AUFGABENSTELLUNG | Wie lauten die Zeilen der Auflistung unten, von der Zeile mit „Practice step: locate the white painted“ bis zum Ende der Auflistung (beide Enden eingeschlossen), wiedergegeben als JSON-Liste von Strings mit einem String pro Zeile und ohne Leerzeilen?

##### DATEN ZUR ÜBUNG #####

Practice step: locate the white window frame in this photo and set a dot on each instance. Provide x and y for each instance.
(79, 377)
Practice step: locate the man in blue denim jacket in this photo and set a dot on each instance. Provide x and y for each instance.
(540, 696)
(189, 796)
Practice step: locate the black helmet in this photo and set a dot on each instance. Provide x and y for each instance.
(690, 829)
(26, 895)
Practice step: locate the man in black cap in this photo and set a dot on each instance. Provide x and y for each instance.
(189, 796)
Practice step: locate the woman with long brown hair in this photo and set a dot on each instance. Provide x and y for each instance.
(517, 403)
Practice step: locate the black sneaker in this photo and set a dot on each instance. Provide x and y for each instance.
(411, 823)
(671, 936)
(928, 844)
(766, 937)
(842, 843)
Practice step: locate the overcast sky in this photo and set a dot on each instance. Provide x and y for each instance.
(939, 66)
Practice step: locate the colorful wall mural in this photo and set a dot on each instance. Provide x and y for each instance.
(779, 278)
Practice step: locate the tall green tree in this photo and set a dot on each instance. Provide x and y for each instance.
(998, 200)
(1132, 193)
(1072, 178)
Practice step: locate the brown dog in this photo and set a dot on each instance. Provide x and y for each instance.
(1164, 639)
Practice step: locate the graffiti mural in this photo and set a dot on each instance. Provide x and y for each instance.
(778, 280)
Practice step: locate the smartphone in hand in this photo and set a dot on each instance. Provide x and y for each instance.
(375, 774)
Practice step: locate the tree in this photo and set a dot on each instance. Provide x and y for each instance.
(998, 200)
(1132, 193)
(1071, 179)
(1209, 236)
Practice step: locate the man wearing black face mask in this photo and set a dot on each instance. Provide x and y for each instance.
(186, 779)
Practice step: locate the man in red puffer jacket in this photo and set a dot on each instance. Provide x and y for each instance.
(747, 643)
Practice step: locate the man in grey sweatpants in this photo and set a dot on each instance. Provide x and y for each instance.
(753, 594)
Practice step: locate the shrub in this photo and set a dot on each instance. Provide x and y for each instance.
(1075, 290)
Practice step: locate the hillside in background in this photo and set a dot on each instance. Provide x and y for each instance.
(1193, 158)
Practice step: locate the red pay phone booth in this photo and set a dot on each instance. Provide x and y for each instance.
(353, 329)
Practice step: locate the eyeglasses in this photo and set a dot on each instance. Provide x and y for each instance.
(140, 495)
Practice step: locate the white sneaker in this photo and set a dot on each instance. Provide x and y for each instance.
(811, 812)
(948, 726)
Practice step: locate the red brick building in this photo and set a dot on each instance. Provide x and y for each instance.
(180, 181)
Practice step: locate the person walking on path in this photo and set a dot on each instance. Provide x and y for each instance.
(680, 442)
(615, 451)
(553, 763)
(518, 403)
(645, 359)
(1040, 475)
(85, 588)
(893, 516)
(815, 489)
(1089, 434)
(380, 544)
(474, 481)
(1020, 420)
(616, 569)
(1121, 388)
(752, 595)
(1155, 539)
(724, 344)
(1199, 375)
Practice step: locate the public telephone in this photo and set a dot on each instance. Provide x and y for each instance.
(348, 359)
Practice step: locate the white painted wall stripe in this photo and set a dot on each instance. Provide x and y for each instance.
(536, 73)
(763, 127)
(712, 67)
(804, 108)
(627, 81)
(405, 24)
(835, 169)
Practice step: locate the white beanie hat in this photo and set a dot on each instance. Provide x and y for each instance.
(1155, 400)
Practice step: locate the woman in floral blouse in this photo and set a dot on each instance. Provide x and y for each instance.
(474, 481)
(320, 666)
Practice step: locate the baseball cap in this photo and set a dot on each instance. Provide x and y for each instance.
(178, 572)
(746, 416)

#####

DIE AUSGABE |
[
  "Practice step: locate the white painted wall stripe in this photo and set a dot on each instance. Provide x and y for each instance.",
  "(536, 73)",
  "(763, 127)",
  "(712, 67)",
  "(804, 108)",
  "(627, 81)",
  "(405, 24)",
  "(835, 169)",
  "Practice step: locate the white beanie hat in this photo and set a dot on each instance. Provide x and y for each instance.",
  "(1155, 400)",
  "Practice step: locate the woman in floral blouse in this photo and set a dot on each instance. Provide x and y for each instance.",
  "(474, 481)",
  "(320, 666)",
  "Practice step: locate the baseball cap in this photo and set a dot on each instance. Provide x and y for each instance.",
  "(178, 572)",
  "(746, 416)"
]